▶ [Reading passage]:
>> BEGIN
You are viewing a plain text version of this content. The canonical link for it is here.

Posted to user@nutch.apache.org by Max Lynch <ih...@gmail.com> on 2010/08/01 02:12:18 UTC

Nutch SolrIndex command not adding documents

Hi,
I'm following the nutch tutorial (http://wiki.apache.org/nutch/NutchTutorial)
and everything seems to be working fine, except when I try to run

bin/nutch solrindex http://127.0.0.1:8983/solr/ crawl/crawldb crawl/linkdb
crawl/segments/*

The document count on my solr server doesn't change (I'm viewing
/solr/admin/stats.jsp).  I've even go so far as to explicitly issue a
<commit /> using curl, with no success.

It seems like my fetch routine grabs a ton of documents, but only a few make
it to solr if at all (there are about 2000 in there already from a previous
nutch solrindex that added a few).  How can I tell how many documents nutch
is sending to solr?  Should I just modify the solrindex driver program?

Just for reference, my nutch cycle looks like this:

$ bin/nutch inject crawlwi/crawldb wiurls/
$ bin/nutch generate crawlwi/crawldb crawlwi/segments

Then I ran the following a few times, with the newest segment in a variable:
$ s1=`ls -d crawlwi/segments/2* | tail -1`
$ echo $s1
$ bin/nutch fetch $s1 -threads 15
$ bin/nutch updatedb crawlwi/crawldb $s1
$ bin/nutch generate crawlwi/crawldb crawlwi/segments -topN 5000

Then
$ bin/nutch invertlinks crawlwi/linkdb -dir crawlwi/segments
$ bin/nutch index crawlwi/indexes crawlwi/crawldb crawlwi/linkdb
crawlwi/segments/*
$ bin/nutch solrindex http://127.0.0.1/solr/ crawlwi/crawldb crawlwi/linkdb
crawlwi/segments/*

But the new documents don't make the index.

Any ideas?
Thanks.

Re: Re: Nutch SolrIndex command not adding documents

Posted by Max Lynch <ih...@gmail.com>.

I set multiValued="true" on my schema and I don't see the error anymore.
Could it be the interaction with the parse-feed plugin?

Either way, it's working so I'm happy.

I'm on nutch 1.1 and solr 1.4.1

On Mon, Aug 2, 2010 at 12:03 PM, Markus Jelsma <ma...@buyways.nl>wrote:

> Hi,
>
>
>
> It makes no sense indeed. But check your solrindex-mapping.xml in the Nutch
> configuration directory, it might copy the field. Also, check your
> schema.xml in the Solr configuration for it might do the same.
>> END
▶ [What is needed]: Which versions of Nutch and Solr does the poster in the forum thread report using?

[Entries for labeling bounding boxes]
>> BEGIN
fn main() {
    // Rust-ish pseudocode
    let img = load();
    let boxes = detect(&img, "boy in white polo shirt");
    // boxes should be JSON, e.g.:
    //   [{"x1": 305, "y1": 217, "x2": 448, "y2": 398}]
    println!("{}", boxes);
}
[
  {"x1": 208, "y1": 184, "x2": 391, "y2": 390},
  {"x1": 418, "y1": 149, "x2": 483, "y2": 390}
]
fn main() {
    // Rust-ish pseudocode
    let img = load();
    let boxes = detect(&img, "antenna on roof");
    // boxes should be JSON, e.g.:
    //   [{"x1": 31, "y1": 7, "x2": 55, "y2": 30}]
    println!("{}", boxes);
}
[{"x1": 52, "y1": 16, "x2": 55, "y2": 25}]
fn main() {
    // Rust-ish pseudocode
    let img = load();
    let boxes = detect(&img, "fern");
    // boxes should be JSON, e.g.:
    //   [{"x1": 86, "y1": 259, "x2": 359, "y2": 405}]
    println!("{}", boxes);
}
>> END
▶ [Finished task]: Nutch 1.1 and Solr 1.4.1.